Pick out and copy every line of the listing below that contains the string "kitchen". Case matters.

Pointing dataset records:
··········

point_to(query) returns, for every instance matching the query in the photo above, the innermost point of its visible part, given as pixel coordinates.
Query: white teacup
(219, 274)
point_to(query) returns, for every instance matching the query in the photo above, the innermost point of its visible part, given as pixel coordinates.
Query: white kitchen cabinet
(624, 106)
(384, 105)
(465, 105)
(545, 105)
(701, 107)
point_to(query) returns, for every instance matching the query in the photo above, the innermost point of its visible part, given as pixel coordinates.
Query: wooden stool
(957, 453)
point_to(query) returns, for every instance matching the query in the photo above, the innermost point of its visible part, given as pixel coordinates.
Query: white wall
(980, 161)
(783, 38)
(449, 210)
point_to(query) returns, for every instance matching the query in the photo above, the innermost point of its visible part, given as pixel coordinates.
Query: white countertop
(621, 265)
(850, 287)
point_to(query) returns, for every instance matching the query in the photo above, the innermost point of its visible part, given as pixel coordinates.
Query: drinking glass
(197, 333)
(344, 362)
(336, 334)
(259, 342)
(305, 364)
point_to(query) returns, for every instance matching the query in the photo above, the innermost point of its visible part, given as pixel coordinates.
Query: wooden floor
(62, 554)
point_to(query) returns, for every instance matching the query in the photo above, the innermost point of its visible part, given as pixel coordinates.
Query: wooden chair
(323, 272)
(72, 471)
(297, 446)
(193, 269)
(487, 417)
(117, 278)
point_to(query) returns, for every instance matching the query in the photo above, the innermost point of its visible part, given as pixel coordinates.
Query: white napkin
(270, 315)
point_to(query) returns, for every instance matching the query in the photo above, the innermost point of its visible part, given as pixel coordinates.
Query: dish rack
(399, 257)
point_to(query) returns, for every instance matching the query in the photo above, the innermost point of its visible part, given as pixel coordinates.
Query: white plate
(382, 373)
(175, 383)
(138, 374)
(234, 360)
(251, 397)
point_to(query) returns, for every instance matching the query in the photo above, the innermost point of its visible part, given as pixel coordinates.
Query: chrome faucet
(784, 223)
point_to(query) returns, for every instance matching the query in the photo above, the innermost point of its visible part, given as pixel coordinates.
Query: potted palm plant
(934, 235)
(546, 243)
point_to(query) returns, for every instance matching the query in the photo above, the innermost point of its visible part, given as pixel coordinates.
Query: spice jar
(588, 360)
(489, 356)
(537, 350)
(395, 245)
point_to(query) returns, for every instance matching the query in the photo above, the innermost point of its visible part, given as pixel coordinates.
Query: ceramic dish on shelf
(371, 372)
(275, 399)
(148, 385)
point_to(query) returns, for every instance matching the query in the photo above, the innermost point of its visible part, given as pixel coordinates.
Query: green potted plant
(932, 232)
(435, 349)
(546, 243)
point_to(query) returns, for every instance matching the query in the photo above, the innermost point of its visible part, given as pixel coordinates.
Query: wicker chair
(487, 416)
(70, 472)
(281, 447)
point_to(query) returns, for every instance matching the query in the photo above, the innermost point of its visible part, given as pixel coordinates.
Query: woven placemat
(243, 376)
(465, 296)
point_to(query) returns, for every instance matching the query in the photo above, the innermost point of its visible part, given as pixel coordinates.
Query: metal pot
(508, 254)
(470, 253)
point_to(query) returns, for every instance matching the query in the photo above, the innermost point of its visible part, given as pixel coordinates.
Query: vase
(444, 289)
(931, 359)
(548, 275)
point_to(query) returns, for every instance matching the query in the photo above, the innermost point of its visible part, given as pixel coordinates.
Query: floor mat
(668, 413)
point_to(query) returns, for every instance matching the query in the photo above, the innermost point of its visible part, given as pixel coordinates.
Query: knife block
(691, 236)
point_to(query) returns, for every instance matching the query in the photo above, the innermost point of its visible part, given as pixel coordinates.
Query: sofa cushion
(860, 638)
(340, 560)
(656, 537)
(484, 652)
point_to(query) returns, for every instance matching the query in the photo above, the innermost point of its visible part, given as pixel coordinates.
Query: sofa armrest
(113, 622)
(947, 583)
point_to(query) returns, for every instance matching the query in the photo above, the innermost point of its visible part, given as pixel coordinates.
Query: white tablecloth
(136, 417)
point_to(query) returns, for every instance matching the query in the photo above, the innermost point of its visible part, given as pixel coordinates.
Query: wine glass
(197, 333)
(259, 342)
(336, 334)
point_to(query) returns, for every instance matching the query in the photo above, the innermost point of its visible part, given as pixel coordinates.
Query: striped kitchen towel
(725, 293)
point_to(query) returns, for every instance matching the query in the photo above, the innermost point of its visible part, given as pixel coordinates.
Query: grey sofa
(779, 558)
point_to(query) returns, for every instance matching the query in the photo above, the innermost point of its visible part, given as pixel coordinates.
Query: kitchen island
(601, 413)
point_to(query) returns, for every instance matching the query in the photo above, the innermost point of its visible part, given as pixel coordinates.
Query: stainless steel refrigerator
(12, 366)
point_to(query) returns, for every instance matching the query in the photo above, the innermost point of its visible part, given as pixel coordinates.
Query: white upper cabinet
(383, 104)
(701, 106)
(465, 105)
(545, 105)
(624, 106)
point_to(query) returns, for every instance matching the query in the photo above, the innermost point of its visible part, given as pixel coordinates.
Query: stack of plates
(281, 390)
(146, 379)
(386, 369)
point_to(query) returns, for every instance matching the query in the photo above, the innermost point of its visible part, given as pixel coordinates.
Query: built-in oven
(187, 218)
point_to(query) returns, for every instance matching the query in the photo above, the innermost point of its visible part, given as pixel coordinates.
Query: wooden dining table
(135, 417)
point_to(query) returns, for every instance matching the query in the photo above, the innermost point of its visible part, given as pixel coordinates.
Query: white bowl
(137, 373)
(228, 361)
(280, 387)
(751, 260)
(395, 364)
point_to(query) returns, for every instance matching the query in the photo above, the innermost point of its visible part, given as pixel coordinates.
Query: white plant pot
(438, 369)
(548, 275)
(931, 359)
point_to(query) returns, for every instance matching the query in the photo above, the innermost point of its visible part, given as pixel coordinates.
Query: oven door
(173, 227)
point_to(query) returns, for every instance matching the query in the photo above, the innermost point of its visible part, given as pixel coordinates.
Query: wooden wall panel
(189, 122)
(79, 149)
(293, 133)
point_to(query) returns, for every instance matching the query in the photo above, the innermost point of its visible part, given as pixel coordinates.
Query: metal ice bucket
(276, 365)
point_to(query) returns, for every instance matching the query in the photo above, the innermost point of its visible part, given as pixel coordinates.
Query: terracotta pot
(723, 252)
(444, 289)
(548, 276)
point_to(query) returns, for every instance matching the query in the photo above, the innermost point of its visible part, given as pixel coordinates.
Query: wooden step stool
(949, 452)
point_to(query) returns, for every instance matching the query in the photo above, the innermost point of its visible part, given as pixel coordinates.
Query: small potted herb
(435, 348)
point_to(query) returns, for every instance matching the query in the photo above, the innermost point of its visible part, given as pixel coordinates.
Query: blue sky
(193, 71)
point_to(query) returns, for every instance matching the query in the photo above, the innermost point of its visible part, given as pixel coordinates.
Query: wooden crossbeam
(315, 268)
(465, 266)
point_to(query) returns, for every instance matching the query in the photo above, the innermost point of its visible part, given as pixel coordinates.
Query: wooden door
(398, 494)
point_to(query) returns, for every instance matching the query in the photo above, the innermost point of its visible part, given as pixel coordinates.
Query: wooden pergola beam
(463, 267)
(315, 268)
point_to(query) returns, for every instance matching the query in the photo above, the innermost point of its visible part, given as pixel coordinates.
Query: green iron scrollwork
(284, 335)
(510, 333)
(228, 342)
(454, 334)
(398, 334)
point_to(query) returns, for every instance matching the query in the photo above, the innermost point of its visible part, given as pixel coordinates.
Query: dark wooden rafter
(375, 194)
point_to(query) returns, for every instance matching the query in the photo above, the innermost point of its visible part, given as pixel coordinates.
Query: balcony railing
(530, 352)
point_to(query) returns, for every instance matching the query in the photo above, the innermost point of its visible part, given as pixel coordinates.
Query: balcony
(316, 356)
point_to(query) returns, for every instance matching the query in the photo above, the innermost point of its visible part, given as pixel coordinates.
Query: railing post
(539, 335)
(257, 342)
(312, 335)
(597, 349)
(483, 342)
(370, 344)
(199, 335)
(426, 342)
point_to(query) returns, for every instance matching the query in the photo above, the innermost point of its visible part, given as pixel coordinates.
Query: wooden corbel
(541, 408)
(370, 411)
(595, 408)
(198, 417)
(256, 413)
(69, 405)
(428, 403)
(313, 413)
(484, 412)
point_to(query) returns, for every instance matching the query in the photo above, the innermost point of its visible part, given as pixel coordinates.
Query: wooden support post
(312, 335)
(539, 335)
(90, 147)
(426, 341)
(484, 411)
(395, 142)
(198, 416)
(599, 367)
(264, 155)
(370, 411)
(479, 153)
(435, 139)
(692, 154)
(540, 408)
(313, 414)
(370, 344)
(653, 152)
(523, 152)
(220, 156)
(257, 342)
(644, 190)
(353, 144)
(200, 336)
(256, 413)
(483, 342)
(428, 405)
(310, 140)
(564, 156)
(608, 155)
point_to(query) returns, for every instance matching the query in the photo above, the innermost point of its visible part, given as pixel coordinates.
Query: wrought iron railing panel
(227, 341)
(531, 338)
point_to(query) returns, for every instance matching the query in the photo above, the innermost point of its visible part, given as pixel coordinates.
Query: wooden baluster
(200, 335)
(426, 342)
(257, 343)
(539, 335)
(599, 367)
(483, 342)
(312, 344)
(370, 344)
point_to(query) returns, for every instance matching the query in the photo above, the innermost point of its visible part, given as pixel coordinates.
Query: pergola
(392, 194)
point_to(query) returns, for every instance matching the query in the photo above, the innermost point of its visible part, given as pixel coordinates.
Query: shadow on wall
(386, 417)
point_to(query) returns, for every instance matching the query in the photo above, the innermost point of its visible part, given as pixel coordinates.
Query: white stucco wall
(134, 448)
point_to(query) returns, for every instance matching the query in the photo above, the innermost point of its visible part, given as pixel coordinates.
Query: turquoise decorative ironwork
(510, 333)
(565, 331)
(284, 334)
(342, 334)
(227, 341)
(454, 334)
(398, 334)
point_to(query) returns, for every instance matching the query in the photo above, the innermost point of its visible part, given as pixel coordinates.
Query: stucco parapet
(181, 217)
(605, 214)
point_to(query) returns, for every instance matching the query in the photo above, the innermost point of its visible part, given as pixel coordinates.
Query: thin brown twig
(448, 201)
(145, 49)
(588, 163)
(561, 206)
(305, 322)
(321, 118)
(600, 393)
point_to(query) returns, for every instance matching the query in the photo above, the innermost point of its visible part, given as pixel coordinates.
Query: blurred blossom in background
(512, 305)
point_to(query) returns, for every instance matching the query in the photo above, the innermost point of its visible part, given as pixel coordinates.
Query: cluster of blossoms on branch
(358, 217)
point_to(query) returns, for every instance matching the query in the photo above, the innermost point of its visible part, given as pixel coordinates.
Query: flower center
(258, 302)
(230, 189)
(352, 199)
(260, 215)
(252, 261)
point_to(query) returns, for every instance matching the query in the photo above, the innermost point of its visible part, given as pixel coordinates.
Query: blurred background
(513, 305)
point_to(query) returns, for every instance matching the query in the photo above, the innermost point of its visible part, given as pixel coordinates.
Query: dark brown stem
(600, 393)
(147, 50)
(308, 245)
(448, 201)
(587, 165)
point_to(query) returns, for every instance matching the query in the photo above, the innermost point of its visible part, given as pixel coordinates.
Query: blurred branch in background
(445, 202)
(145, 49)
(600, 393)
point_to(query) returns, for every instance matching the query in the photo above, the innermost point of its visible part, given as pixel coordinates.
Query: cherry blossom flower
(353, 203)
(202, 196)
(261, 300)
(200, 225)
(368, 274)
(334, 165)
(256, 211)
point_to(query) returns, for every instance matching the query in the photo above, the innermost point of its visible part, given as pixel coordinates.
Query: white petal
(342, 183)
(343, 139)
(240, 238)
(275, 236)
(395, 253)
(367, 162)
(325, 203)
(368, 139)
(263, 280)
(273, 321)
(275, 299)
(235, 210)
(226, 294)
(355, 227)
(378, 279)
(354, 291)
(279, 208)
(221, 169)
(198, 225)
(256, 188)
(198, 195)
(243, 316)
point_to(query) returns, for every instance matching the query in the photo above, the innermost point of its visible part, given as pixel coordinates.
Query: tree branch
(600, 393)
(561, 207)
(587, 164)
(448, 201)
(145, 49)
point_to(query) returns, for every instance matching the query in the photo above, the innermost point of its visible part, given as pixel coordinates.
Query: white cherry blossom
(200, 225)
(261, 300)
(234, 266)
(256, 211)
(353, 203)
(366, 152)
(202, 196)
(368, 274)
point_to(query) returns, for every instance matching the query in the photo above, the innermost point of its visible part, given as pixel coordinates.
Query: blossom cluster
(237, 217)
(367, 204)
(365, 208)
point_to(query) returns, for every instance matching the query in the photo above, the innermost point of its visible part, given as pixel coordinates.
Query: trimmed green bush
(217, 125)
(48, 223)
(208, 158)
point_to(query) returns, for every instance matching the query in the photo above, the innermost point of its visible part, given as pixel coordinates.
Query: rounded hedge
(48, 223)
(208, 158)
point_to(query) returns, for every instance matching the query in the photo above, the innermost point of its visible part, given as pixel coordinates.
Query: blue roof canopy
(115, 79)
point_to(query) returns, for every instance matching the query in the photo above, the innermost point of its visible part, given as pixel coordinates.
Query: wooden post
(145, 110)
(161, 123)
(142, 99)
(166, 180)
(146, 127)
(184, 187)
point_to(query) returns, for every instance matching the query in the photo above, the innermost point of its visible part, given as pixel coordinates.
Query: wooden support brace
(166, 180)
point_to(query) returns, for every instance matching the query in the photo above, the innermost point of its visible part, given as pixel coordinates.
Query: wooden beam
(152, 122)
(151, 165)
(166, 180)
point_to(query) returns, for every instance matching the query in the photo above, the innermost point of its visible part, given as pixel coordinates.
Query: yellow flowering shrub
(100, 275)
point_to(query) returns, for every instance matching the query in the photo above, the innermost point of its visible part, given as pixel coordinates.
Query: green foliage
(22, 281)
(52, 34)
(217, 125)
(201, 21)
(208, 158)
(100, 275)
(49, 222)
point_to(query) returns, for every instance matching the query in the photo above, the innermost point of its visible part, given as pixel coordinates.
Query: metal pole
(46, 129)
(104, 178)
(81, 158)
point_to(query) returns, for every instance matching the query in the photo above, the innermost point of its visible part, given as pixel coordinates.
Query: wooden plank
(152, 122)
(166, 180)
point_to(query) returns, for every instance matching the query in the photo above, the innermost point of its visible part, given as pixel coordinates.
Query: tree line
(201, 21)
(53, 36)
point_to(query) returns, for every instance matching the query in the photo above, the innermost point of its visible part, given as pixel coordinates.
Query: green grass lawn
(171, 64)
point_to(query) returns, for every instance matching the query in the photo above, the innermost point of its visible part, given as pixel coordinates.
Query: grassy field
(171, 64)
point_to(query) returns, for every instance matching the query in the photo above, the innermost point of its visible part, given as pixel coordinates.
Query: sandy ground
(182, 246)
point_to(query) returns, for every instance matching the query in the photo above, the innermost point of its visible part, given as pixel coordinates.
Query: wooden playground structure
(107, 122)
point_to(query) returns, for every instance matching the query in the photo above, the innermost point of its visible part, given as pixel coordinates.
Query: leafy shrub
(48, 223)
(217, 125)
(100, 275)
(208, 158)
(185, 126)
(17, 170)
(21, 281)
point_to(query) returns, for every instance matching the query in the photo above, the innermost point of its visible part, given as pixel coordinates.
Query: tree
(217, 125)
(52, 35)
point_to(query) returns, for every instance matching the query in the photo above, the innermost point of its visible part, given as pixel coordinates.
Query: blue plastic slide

··········

> _CORRECT OUTPUT_:
Query: white kitchen cabinet
Query: striped kitchen towel
Query: kitchen island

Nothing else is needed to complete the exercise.